*** Opening of GIVEN TEXT ***

# Rookie is confused about the cycle process



## Keats (Feb 24, 2009)

I am a beginner in the saltwater hobby and new to this forum and have a few questions for you experts. Let me start by telling you about my set up. I have a 95 gallon FOWLR, Aggregate sand 60lbs, 30lbs LR,40lbs base rock,20 gallon wet/dry filtration, no skimmer or uv steralizer yet. I started cycle 3 1/2 weeks ago with the LR and with 2 yellow tail damsels and 1 Chromis as instructed by LFS to help cycle process. About 1 week ago had my water tested @ LFS and was told my tank cycled and could add a fish or 2. So I purchased a yellow tang and I inherited a clarkie clown from a friend who couldn't have him in his tank anymore (getting picked on). All my fish are doing fine, eating etc. today I noticed an algea bloom on my sand and LR which I assume are Diatoms? While reading other posts about the diatoms have noticed many members instructing others not to add fish until after this happens. Did I jump the gun and add fish too soon? I want to do this right, and thought I was, according to LFS. Are my fish going to be O.K. during this diatom process. I was also told my salinity should be @ 1.016-1.018 for FOWLR but every post I found here says somewhere about 1.022-1.025? I don't have inverts but am considering getting some snails or cleaners for the algea, but was told to have inverts my Salinity should be higher? What do I do? Thanks


----------



## Kellsindell (Sep 15, 2008)

Welcome to the forum!

As for the whole cycle process Pasfur can give you much more insight on it but i can lay down the basics.

*** Close of GIVEN TEXT ***
*** Opening of DATA ***

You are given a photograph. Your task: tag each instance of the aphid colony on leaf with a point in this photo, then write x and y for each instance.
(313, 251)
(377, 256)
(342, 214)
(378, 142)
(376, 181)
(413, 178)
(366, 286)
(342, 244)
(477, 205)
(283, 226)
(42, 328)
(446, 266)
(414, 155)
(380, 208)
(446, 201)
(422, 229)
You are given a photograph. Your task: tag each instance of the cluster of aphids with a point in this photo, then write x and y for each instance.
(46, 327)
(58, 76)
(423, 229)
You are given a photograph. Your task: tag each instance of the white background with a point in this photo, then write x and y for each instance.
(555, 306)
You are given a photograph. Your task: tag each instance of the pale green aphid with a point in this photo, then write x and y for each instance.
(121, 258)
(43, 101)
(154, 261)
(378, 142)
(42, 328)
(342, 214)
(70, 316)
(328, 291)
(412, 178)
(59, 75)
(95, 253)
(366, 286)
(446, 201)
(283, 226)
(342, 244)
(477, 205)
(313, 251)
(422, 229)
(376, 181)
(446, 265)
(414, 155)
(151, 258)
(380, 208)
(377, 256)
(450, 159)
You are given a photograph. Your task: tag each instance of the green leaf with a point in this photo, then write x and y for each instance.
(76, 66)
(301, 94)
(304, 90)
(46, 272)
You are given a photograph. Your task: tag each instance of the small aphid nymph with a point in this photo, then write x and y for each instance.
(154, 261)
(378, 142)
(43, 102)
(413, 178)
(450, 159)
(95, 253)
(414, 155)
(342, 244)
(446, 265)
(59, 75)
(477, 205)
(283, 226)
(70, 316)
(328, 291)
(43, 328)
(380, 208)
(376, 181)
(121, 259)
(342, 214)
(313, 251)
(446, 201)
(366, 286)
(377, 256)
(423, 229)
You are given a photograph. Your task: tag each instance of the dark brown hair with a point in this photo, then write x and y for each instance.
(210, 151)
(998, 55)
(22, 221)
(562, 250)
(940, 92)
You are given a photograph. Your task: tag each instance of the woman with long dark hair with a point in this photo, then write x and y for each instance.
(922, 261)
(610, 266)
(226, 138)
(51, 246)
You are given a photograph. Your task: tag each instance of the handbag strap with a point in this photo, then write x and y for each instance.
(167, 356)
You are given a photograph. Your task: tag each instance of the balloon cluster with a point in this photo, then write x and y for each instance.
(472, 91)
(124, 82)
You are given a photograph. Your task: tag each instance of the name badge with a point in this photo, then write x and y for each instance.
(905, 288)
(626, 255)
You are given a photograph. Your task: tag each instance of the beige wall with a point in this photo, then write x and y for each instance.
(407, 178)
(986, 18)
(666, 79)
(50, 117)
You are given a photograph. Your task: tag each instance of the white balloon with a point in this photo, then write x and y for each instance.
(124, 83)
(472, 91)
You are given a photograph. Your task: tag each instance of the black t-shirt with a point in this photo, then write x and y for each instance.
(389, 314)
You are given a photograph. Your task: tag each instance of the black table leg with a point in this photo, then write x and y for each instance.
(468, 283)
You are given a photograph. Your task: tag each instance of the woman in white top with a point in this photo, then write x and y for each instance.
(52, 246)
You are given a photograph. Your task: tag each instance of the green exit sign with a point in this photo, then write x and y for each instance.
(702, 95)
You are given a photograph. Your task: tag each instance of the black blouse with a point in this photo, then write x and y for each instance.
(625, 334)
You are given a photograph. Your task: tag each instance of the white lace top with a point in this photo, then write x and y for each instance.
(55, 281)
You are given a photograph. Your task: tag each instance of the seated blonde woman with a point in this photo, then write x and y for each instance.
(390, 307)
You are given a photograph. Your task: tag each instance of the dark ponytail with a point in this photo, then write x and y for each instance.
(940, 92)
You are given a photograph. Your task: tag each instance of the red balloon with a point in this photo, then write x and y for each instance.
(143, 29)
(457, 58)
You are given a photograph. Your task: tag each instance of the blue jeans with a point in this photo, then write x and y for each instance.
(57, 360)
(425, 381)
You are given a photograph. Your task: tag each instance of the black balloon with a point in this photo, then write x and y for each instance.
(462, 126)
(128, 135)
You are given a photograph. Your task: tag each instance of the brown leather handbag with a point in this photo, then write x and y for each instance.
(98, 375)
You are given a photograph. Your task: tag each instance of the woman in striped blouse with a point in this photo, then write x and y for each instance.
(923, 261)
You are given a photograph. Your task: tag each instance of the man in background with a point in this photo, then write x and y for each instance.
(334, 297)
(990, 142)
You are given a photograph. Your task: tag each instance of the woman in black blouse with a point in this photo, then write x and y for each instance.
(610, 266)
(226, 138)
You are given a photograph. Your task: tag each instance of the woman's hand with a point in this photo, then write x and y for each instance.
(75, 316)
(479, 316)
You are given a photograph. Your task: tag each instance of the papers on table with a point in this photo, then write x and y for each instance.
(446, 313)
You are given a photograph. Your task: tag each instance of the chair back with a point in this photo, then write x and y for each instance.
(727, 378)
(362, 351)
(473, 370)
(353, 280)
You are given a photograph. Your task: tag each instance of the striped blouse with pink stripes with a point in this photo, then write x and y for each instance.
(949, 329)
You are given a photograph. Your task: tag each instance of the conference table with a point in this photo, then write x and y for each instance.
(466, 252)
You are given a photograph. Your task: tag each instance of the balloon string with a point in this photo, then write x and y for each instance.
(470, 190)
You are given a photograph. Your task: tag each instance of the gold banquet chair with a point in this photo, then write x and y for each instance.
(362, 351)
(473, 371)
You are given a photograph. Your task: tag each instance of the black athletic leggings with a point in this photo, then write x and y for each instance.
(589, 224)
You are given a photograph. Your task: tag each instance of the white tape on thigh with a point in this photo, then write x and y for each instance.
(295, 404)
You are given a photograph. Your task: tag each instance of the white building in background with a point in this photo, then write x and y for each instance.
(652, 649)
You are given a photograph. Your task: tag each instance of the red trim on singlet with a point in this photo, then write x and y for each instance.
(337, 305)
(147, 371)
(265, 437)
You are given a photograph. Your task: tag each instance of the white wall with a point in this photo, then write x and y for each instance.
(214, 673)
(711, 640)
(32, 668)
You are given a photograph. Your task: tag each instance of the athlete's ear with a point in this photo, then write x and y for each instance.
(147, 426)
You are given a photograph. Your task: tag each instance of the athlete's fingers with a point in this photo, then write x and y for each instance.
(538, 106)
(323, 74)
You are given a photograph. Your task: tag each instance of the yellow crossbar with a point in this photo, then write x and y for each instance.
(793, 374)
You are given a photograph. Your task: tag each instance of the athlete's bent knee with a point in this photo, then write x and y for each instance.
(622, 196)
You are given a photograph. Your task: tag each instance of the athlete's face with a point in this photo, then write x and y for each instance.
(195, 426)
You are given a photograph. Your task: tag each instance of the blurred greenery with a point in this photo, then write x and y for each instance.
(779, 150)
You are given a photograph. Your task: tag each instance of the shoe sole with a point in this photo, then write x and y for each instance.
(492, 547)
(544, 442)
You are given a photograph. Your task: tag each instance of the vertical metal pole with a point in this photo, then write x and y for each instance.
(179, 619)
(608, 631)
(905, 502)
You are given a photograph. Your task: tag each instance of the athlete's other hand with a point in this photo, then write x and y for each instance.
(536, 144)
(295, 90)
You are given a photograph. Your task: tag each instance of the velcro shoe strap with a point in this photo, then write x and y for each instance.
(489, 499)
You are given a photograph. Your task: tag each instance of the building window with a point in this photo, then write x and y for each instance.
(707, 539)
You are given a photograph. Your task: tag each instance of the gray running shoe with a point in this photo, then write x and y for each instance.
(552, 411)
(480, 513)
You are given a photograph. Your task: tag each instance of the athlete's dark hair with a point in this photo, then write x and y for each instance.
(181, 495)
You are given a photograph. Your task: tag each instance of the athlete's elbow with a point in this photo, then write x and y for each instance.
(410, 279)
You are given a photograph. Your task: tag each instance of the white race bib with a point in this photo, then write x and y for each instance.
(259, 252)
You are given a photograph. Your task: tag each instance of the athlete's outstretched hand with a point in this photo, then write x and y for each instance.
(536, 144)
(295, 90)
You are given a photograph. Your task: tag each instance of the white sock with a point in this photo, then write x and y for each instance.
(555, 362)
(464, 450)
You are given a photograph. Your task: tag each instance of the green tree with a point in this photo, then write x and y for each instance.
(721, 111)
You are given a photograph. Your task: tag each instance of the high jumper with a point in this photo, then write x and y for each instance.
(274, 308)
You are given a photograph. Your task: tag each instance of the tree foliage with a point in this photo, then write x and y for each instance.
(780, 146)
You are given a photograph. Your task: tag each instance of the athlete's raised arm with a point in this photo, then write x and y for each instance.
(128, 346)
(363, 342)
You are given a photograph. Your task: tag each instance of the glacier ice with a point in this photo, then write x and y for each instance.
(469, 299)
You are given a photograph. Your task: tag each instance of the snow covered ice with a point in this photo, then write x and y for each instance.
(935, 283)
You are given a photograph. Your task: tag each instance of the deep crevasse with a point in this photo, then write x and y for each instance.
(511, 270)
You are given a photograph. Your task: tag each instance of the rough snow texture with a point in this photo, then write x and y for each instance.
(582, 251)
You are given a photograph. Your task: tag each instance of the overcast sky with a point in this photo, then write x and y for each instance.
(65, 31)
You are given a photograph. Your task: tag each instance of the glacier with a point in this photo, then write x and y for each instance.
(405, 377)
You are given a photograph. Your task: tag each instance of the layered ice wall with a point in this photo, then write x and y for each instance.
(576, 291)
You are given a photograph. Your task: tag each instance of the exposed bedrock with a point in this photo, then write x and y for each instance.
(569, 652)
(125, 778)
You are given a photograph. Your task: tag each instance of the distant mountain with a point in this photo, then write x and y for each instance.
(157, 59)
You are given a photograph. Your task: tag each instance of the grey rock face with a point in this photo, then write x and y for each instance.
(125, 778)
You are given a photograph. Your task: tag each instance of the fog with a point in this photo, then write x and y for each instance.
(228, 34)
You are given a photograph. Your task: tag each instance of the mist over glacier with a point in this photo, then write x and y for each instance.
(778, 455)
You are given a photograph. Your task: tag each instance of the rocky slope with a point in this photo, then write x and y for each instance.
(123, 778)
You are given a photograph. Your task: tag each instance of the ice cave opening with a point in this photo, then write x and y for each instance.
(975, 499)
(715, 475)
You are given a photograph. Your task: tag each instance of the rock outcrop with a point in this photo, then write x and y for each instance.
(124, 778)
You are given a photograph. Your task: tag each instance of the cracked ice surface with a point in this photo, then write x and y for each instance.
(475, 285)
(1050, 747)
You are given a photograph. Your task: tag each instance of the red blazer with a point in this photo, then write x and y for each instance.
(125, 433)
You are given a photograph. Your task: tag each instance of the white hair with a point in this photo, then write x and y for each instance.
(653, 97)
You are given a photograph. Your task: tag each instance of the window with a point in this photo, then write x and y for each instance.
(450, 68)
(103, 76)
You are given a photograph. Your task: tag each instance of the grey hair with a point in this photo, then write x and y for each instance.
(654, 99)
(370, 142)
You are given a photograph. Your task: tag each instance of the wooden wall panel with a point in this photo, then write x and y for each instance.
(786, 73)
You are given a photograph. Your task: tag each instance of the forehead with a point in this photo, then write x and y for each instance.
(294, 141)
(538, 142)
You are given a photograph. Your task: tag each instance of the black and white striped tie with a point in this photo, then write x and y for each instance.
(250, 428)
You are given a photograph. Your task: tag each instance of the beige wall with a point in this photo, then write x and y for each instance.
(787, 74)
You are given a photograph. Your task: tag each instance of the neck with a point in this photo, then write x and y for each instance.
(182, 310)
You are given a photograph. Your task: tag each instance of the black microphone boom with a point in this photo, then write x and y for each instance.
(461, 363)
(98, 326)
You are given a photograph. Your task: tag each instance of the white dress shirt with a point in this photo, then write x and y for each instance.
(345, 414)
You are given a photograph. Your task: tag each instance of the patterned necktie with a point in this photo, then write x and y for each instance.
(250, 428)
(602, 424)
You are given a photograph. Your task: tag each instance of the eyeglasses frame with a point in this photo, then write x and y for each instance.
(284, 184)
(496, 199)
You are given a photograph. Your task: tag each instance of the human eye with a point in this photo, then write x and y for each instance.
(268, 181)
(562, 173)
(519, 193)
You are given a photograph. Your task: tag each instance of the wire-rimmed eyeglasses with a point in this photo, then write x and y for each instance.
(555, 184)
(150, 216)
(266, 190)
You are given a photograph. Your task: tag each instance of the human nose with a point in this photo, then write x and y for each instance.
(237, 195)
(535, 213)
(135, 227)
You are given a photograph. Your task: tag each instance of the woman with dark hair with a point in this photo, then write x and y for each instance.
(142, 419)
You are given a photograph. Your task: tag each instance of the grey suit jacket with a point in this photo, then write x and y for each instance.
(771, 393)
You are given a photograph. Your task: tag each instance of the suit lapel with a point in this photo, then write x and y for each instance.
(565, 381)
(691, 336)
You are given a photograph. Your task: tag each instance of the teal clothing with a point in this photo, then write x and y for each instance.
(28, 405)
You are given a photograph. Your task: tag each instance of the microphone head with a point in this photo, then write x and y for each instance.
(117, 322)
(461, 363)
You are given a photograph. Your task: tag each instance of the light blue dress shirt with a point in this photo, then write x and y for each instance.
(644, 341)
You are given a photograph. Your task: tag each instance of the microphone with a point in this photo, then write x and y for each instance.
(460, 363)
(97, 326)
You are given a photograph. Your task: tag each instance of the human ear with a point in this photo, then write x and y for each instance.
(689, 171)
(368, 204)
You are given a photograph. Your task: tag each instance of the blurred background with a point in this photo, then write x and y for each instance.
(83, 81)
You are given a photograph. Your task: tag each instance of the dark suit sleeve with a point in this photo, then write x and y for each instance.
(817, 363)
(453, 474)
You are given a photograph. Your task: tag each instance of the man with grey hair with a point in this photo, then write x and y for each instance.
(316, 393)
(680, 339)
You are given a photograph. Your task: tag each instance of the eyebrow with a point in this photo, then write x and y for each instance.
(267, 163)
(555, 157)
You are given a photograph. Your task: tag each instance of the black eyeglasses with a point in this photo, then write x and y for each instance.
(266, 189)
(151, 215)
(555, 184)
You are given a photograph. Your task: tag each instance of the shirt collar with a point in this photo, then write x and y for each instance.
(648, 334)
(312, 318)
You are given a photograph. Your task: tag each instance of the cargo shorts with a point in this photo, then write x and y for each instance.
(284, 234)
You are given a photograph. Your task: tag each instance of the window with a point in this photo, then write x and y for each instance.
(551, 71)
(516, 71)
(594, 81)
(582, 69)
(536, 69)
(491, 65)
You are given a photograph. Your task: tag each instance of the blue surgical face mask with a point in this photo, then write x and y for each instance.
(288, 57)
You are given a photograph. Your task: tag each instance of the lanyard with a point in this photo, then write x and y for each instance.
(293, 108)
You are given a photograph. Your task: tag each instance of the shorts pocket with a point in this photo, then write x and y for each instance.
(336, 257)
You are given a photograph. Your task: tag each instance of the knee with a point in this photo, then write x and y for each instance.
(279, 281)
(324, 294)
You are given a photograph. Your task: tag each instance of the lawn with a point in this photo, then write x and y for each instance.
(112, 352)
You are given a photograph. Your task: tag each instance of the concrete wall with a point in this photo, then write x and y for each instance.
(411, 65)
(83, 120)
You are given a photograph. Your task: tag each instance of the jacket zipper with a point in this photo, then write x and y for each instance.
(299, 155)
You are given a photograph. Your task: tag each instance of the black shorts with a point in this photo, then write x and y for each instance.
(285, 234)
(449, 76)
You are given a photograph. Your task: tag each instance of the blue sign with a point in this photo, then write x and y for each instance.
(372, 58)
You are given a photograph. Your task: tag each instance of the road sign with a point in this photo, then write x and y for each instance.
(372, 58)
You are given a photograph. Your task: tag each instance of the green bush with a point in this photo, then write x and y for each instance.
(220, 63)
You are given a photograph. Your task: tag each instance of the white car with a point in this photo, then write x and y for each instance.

*** Close of DATA ***

## WHAT THIS EXERCISE ASKS
**a)** Answer these questions about the forum thread on the cycle process:
(i) How many gallons does Keats's tank hold?
(ii) Which member does Kellsindell say can give more insight on the cycle process?
(iii) What salinity range was Keats told to keep for a FOWLR tank?
**b)** Rewrite the stretch of the forum thread on the cycle process from "## Kellsindell (Sep" through "down the basics.", swapping "basics" for "fundamentals".
**c)** Continue the forum thread on the cycle process, picking up right after its final sentence.

## ANSWERS TO THE PROBLEMS
**a)**
(i) 95 gallons
(ii) Pasfur
(iii) 1.016-1.018

**b)**
## Kellsindell (Sep 15, 2008)

Welcome to the forum!

As for the whole cycle process Pasfur can give you much more insight on it but i can lay down the fundamentals.

**c)**
The cycle is getting the correct bacteria in the tank to grow. Diatomes are a sure sign that the tank cycle is complete, but you can also get this checked out by testing your water and seeing the Nitrite, Nitrate, and Ammonia lvls. They are going to spike, then drop to 0 one then another. Once this is complete your diatomes will start to grow in. 

You did well to wait for as long as you did before you added any more fish to the tank. Damsels are ok, but they will get increasingly aggressive as they get larger, so you may want to look into getting rid of them. Rou really shouldn't have added any fish until after the bloom of diatomes, but it's done and i hope they survive. Since they were already in an established tank and not shipped halfway around the USA and put into an LFS, they should be healthy.

The SG of the tank should be 1.024-1.026 for a "REEF" now for a FOWLR it can be lower then that. i'd personally would say 1.018-1.020. I have kept many fish at that lvl of salinity and have had much success. Others can give you more insight on this matter though as i'm mainly a reefer rather then a FOWLER'

you really need to get yourself a decent skimmer. This will aid you in the long run and increase the amount of success you have in this hobby. I didn't see if you have a sump/refugium, but if you do then that's where you want to put the skimmer, if not, you need to look into getting one or you'll need to get a hang on back skimmer. 

No bio-wheels, no canisters, no hangon filters, skimmers will do this work and will not cause any potential harm to the tank.


----------



## Pasfur (Mar 29, 2008)

I am so torn on this answer. The LFS is teaching you "What Can I Get Away With?". I would much rather discuss "How Can I Be Successful Long Term?"

Yes, your tank is "cycled", in terms of having enough of a bacterial population to convert ammonia into nitrite and nitrite into Nitrate. This is a nice step and you can certainly add one of two sturdy fish at this point. I think your selection of a Yellow Tang was a horrible choice, because it is not at all disease resistant, and becomes very territorial towards new fish additions. I would have waited for the aquarium to mature further and added a Tang at a later date. Fortunately the Yellow Tang is a hardy fish, even if often an ich magnet, and should be ok.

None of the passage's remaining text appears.